GOAL OF THE EXERCISE: Show each line from the entries below that contains the word "stork".

DATA TO PROCESS:

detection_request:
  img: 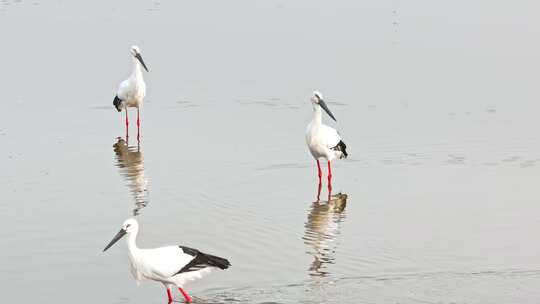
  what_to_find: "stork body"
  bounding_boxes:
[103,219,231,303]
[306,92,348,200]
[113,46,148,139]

==

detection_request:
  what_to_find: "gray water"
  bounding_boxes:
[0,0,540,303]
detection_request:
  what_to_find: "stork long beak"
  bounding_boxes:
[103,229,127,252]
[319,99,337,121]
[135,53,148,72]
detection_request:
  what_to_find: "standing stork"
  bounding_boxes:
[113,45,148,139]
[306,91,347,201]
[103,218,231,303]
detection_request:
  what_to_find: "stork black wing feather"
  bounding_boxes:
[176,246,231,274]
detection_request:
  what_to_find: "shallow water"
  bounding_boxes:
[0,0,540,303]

RESPONSE TO THE EXERCISE:
  what_to_find: "stork body"
  what_to_find: "stork long beak"
  what_to_find: "standing stork"
  what_to_find: "stork black wing feather"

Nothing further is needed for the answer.